Extract:
-- Opening Marker --
A friend, not foe: Parasite in gastrointestinal system found to promote health

The human gut—or gastrointestinal system—where food is broken down into nutrients for the body, is an ecosystem that harbours thousands of bacteria species, whose interactions determine its health and susceptibility to diseases. While some microorganisms are harmful, many are beneficial and help keep the human body in good health. It is largely accepted that the more diverse the species of bacteria, the greater capacity the gut has in regulating its health and combating diseases.

Higher levels of certain types of bacteria, or parasites, can result in an unhealthy gut, which causes conditions like inflammation disorders, irritable bowel syndrome, stomach cramps, bloating, diarrhoea, and constipation. However, in a study conducted by researchers from the NUS Yong Loo Lin School of Medicine (NUS Medicine), a common parasite that inhabits the gastrointestinal tracts of humans, Blastocystis subtype (ST) 4, was found to be associated with benefits for the gut.
-- Closing Marker --
Data supplied:
-- Opening Marker --
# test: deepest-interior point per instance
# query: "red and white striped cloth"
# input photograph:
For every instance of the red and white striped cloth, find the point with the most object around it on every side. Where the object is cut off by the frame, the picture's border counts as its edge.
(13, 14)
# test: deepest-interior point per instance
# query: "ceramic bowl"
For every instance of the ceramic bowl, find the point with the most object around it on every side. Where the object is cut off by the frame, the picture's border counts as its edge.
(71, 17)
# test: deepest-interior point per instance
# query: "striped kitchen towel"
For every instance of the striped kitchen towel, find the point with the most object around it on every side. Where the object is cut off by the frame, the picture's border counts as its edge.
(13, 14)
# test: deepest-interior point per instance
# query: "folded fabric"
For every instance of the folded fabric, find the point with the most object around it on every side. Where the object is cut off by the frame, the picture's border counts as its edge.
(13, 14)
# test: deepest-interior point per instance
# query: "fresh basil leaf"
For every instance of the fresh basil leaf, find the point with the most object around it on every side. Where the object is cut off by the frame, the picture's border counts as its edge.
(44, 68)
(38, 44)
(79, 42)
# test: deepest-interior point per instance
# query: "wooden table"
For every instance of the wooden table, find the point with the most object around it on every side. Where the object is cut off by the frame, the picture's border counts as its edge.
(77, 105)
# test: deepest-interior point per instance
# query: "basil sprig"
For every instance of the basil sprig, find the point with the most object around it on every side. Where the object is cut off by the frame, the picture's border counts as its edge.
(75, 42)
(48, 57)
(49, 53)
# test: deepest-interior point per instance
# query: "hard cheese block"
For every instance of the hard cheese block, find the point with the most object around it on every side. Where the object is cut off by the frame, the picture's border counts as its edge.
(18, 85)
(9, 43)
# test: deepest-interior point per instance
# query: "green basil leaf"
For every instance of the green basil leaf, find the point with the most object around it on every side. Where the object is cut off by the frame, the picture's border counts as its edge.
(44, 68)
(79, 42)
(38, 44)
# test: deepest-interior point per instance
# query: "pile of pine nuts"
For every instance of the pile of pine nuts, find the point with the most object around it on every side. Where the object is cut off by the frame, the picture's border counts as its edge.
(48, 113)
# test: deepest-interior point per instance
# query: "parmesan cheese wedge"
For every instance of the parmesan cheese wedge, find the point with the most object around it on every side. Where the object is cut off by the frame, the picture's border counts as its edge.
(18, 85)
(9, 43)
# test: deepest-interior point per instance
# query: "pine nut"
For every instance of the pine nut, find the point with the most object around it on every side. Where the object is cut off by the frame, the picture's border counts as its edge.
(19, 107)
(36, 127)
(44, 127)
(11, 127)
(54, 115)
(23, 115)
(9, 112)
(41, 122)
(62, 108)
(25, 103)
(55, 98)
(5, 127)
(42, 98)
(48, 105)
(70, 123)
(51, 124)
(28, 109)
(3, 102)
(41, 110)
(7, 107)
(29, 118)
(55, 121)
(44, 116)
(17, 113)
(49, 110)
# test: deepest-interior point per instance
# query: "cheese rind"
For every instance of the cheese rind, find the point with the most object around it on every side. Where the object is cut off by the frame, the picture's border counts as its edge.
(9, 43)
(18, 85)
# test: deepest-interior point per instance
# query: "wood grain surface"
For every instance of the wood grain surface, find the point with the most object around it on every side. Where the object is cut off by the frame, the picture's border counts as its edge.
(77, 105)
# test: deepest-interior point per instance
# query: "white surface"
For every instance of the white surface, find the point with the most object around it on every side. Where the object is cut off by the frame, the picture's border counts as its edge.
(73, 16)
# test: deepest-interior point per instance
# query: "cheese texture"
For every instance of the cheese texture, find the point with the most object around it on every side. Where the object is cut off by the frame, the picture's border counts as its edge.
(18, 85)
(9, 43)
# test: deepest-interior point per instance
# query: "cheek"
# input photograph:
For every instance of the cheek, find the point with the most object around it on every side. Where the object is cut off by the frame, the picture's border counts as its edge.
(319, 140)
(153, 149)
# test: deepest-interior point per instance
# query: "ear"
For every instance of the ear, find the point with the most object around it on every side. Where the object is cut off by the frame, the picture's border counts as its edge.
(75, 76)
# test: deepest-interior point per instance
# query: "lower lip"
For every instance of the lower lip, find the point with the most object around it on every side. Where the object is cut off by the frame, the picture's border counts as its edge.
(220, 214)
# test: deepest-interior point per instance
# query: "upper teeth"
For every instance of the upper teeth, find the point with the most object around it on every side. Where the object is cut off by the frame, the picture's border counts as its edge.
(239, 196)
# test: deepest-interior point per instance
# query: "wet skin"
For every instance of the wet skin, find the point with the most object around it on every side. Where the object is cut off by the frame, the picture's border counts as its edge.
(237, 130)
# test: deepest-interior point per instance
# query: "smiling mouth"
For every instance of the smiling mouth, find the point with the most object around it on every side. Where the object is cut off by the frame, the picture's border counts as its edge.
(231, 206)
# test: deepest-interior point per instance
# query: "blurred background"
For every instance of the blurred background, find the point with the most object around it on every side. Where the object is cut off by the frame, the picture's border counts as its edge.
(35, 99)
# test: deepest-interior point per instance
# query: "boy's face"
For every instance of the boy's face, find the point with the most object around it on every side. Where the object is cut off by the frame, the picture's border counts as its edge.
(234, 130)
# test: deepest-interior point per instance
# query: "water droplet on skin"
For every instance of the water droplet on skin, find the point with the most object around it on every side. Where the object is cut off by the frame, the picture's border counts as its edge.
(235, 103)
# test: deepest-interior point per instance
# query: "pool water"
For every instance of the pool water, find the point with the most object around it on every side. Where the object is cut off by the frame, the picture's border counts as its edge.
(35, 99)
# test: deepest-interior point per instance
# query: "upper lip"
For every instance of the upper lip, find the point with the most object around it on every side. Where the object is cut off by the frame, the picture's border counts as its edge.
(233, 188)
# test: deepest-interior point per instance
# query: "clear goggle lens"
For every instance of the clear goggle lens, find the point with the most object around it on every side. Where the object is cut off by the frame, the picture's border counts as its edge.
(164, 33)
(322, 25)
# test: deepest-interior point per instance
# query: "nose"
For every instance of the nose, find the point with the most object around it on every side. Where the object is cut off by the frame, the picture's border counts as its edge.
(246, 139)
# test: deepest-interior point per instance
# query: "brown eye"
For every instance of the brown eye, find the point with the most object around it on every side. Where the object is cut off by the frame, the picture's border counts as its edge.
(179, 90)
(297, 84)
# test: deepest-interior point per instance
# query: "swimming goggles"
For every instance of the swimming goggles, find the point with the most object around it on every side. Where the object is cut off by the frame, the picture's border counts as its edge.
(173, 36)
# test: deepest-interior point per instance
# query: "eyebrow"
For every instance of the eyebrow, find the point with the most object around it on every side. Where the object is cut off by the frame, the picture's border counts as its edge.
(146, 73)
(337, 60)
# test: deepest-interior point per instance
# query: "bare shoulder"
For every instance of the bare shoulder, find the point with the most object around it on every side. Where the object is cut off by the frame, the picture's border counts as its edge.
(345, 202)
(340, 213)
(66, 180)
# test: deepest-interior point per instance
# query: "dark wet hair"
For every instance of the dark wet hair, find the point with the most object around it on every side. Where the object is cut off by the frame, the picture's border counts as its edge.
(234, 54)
-- Closing Marker --
-- Opening Marker --
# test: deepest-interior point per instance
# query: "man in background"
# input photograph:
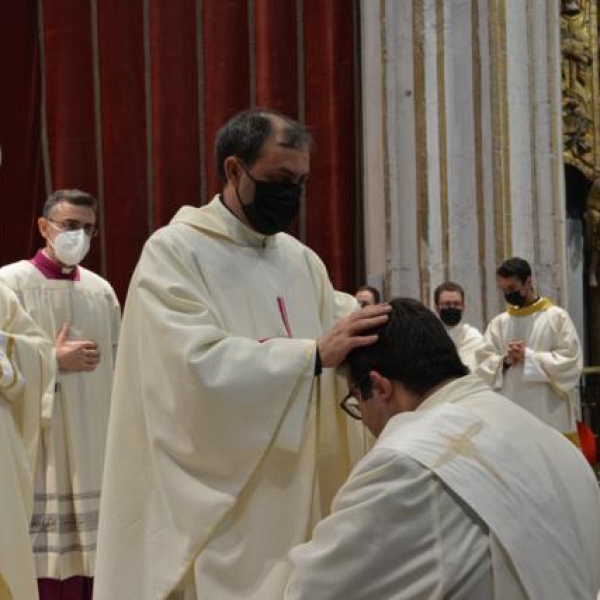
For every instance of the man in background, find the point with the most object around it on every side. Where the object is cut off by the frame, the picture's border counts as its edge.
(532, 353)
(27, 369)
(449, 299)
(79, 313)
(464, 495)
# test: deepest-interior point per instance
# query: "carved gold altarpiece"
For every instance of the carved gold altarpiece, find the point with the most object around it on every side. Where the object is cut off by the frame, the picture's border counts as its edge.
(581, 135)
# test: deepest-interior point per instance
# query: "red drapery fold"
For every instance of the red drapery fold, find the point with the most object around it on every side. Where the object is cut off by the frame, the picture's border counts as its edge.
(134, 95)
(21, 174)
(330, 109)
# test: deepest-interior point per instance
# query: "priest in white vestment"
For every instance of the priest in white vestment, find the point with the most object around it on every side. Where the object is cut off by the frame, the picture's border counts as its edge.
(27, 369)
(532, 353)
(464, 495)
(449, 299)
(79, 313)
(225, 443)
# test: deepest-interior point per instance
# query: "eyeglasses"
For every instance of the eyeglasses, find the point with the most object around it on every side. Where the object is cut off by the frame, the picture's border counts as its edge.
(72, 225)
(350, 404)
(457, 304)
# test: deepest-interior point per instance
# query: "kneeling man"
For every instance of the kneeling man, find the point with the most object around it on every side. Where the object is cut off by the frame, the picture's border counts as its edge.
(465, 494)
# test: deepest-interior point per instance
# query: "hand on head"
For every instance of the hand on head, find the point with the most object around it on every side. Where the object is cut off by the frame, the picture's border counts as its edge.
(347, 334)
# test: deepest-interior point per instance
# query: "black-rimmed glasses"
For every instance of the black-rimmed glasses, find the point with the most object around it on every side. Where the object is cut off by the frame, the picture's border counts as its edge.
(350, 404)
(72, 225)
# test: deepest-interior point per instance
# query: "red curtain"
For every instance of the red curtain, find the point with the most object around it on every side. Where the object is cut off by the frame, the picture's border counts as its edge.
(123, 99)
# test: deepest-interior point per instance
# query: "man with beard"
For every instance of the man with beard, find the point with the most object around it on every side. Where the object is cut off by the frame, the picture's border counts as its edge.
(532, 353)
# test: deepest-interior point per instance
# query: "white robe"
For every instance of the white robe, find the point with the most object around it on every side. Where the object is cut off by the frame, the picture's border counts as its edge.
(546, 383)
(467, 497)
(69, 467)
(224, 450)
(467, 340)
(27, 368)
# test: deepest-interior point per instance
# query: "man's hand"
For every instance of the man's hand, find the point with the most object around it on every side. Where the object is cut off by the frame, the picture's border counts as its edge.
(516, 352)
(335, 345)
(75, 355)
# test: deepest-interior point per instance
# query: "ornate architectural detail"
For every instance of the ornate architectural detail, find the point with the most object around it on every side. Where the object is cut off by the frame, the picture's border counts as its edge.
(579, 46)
-- Closing Marker --
Work to be completed: How would you say this sentence from the gut parasite article in Spanish: "While some microorganisms are harmful, many are beneficial and help keep the human body in good health." The data come from a different source than the gut parasite article.

Expected answer: Aunque algunos microorganismos son dañinos, muchos son beneficiosos y ayudan a mantener el cuerpo humano en buen estado de salud.